Please substitute "telephone pole" for "utility pole" in the lines starting with the line with "the windshield in" and going on through the line with "[(535, 73), (183, 68)]", and return only those lines with nothing else changed.

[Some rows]
* START *
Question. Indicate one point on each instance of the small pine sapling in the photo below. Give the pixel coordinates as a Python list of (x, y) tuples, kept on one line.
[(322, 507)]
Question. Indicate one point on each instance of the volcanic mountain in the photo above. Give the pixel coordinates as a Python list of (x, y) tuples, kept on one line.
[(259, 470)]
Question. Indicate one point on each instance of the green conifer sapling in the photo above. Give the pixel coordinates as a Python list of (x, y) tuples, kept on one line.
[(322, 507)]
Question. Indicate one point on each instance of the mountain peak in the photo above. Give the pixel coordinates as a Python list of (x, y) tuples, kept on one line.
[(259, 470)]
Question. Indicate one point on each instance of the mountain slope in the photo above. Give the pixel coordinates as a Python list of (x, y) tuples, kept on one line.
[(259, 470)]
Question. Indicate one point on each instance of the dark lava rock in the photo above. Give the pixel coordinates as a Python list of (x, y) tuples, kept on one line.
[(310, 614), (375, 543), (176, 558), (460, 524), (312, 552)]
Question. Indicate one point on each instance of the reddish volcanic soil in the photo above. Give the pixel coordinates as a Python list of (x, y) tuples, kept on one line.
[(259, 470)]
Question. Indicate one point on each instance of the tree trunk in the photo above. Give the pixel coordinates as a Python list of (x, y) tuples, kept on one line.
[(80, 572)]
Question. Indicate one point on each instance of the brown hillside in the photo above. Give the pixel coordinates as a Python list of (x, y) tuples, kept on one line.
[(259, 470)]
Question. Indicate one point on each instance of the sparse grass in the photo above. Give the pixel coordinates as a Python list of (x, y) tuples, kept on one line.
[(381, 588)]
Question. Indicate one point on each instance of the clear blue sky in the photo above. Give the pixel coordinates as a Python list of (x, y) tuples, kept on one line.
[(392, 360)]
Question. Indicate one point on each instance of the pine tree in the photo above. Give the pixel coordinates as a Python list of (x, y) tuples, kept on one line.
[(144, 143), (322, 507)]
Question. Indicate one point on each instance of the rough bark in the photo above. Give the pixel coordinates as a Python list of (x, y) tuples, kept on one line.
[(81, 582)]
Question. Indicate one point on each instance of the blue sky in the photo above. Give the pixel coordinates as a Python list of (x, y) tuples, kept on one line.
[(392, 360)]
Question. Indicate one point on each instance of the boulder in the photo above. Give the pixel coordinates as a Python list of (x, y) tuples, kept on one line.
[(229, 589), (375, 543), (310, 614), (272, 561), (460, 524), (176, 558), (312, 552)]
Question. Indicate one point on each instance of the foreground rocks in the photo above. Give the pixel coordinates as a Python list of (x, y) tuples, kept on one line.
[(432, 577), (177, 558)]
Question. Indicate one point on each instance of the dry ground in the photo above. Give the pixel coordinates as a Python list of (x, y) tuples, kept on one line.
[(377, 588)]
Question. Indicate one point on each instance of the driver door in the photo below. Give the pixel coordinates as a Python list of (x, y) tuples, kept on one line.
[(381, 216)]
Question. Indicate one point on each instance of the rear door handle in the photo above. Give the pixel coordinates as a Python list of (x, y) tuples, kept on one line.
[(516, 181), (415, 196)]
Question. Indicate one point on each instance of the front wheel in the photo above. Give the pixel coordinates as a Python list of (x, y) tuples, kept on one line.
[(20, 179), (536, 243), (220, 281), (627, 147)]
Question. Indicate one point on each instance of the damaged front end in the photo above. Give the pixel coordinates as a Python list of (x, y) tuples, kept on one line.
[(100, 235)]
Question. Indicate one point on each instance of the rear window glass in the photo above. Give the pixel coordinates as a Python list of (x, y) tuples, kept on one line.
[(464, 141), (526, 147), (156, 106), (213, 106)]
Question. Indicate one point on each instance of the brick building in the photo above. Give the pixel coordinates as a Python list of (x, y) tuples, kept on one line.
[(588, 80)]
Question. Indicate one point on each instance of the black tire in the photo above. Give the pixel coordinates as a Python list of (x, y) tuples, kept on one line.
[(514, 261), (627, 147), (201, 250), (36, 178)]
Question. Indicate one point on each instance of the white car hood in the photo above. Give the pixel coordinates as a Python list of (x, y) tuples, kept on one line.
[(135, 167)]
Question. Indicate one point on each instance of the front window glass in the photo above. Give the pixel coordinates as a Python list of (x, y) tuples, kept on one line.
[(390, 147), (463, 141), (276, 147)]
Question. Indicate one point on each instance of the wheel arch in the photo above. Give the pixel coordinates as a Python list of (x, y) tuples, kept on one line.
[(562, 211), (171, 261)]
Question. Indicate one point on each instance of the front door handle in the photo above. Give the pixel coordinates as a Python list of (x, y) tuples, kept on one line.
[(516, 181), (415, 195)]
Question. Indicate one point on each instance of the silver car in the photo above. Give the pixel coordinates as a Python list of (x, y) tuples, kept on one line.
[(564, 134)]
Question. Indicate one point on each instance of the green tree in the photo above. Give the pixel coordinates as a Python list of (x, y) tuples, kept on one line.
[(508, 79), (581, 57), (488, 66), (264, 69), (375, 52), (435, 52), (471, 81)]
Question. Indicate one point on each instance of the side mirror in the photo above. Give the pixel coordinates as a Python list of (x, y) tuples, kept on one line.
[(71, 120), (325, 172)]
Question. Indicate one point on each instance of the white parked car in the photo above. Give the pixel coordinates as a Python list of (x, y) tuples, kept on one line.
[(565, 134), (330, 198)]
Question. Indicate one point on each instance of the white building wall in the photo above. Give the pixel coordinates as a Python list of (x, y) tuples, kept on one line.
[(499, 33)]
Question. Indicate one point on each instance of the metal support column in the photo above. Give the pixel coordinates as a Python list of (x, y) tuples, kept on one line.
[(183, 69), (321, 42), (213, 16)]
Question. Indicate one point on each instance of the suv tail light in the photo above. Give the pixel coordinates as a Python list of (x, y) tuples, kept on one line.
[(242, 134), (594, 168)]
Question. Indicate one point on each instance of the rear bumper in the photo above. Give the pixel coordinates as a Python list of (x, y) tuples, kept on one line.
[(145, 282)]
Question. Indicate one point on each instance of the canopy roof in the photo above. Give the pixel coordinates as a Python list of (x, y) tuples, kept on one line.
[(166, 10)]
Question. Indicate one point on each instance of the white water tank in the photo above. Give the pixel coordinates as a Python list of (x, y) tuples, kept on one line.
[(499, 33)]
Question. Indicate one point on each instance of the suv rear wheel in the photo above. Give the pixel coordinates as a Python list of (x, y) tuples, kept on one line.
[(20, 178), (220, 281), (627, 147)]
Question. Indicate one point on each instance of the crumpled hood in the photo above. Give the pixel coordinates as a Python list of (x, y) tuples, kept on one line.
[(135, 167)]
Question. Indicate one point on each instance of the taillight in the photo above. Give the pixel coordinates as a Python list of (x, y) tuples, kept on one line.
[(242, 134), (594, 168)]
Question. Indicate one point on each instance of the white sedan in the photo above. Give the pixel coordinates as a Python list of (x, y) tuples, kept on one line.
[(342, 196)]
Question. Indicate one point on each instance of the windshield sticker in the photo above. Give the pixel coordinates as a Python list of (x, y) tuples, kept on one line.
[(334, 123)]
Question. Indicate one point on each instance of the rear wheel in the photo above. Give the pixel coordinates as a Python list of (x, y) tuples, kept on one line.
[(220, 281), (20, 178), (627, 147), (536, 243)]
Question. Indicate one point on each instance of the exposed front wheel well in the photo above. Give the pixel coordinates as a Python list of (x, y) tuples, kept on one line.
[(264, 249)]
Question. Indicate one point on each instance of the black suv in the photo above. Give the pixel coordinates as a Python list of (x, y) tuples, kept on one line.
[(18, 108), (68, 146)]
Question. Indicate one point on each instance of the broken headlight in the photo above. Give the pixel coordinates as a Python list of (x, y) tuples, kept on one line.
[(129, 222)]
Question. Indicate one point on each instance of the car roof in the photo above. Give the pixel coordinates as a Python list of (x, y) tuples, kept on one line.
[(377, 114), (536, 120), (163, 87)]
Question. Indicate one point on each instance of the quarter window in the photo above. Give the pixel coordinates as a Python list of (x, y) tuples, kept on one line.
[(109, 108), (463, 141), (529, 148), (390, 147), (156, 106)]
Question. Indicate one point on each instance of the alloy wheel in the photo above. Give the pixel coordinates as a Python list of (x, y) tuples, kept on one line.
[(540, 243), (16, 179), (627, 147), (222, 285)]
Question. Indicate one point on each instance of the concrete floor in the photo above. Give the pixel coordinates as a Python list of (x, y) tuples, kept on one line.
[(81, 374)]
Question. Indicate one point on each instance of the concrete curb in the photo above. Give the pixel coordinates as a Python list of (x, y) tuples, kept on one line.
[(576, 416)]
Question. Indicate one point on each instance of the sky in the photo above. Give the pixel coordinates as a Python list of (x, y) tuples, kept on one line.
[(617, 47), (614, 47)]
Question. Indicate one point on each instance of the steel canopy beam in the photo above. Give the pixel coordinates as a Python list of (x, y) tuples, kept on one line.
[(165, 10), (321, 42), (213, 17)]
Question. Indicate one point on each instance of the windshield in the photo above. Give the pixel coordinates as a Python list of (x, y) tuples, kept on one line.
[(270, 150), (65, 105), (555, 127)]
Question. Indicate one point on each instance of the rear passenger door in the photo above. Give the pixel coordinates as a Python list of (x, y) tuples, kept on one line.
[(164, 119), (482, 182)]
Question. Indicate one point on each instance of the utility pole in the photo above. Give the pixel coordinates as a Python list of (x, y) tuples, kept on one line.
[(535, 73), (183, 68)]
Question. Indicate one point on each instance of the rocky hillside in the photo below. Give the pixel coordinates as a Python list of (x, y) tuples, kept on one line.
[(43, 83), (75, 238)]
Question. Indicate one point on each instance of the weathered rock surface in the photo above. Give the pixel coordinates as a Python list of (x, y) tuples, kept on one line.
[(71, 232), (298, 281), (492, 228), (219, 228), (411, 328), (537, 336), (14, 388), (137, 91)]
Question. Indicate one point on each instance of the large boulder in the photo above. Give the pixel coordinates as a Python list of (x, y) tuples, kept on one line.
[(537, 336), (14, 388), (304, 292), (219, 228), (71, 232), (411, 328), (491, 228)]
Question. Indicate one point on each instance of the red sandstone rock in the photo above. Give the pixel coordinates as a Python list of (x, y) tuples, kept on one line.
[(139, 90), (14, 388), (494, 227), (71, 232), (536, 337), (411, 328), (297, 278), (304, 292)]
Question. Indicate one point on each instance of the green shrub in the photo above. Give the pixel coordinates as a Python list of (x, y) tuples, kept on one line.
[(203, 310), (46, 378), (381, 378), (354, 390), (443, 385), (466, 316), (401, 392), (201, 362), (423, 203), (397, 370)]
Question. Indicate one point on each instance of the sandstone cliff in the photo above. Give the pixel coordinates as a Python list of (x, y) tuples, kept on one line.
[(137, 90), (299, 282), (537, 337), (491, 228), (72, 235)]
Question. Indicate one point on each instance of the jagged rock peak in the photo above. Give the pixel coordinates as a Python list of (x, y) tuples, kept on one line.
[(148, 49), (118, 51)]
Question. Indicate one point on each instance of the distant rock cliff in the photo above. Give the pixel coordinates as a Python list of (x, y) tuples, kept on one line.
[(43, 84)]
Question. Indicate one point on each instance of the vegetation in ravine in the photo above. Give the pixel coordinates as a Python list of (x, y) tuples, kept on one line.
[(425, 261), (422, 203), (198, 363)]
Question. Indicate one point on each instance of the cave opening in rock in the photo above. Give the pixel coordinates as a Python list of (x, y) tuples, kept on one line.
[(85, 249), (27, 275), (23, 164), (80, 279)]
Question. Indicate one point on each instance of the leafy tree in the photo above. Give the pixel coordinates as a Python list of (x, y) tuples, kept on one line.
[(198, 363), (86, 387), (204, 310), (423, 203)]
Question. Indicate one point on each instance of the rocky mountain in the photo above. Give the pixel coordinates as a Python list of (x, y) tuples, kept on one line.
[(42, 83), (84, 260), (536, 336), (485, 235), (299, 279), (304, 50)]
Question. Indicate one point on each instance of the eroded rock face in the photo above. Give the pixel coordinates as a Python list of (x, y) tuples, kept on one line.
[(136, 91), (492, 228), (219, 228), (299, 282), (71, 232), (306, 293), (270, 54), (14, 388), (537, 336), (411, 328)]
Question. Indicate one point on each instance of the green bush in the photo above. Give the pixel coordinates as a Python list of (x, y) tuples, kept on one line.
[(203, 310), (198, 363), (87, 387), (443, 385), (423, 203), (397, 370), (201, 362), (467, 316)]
* END *
Expected output ::
Question. Indicate one point on each instance of the windshield in the photo above. Give the pixel coordinates as a Python list of (x, y) tuples, kept on one line.
[(270, 150), (65, 105), (555, 127)]
Question. Indicate one point on each instance of the rear passenger door in the photo above. Give the pixel coordinates as a Python list of (x, y) tuples, kept on one line.
[(164, 119), (482, 182)]
Question. Indicate one point on each instance of the telephone pole in the photo above. Give the pixel coordinates as a Python list of (x, y) tuples, kept on one line.
[(535, 73), (183, 68)]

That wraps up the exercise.